▶ _Exercise_: List every line of the material below that contains the string "green". Case counts, so only lines that match it in exactly the same capitalization qualify.

***** Data records *****

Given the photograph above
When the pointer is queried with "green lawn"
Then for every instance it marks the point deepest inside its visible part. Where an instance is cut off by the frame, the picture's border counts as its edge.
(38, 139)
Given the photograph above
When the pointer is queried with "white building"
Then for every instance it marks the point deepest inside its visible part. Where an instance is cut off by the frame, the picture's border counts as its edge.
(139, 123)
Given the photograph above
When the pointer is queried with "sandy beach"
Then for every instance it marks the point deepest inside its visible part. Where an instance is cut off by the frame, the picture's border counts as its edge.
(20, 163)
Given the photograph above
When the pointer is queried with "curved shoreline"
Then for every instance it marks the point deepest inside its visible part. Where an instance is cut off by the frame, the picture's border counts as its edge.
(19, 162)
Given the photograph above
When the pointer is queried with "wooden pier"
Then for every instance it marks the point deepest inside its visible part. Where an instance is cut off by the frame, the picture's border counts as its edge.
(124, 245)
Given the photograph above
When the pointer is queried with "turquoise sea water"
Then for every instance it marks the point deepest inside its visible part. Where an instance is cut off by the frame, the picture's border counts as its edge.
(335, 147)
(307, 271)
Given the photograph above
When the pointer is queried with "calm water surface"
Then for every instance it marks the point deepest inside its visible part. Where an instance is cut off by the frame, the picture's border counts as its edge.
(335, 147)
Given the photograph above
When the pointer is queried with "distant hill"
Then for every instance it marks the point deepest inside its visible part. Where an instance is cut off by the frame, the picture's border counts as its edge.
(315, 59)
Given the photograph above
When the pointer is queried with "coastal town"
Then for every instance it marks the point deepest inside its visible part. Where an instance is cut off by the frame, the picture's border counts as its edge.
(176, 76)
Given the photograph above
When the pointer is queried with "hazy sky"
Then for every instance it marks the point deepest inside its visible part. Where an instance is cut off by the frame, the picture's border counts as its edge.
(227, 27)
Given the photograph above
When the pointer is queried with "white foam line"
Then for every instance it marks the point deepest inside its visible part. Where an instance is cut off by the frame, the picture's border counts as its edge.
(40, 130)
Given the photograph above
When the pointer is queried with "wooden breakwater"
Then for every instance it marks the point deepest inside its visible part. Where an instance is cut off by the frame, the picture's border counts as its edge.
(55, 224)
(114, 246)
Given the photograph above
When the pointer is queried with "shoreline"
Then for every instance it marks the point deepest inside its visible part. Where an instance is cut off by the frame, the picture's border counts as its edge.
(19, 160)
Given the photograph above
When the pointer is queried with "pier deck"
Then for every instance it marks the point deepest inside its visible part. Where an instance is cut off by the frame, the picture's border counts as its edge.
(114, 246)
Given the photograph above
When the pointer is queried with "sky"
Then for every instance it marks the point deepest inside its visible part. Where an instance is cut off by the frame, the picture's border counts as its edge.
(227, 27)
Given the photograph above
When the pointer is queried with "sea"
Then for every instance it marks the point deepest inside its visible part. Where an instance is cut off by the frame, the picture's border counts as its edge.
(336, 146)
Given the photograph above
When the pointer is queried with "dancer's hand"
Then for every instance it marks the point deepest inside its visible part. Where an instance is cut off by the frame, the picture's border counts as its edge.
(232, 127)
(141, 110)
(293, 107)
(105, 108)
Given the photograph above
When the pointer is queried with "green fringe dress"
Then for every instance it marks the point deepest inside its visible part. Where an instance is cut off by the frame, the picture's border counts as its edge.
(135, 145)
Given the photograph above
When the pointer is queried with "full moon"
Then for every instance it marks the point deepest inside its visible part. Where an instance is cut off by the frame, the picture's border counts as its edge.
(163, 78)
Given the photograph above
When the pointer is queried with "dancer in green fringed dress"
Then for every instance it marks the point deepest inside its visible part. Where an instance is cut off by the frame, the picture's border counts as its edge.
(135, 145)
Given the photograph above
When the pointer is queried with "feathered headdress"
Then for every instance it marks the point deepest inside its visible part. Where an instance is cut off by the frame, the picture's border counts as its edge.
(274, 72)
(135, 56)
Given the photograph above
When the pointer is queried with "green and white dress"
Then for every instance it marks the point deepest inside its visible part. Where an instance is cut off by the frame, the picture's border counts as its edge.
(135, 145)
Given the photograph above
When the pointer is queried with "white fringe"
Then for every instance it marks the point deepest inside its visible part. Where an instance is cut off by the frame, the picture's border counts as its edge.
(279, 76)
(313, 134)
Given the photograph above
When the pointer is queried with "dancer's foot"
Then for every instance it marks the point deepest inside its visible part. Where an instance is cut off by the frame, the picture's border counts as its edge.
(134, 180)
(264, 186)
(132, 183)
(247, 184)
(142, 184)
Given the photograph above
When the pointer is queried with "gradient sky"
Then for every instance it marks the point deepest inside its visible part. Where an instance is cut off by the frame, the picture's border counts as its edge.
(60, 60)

*****

▶ _Solved exercise_:
When the pointer is queried with "green lawn"
When the pointer is queried with "green fringe dress"
When the pointer is queried with "dancer in green fringed dress"
When the pointer is queried with "green and white dress"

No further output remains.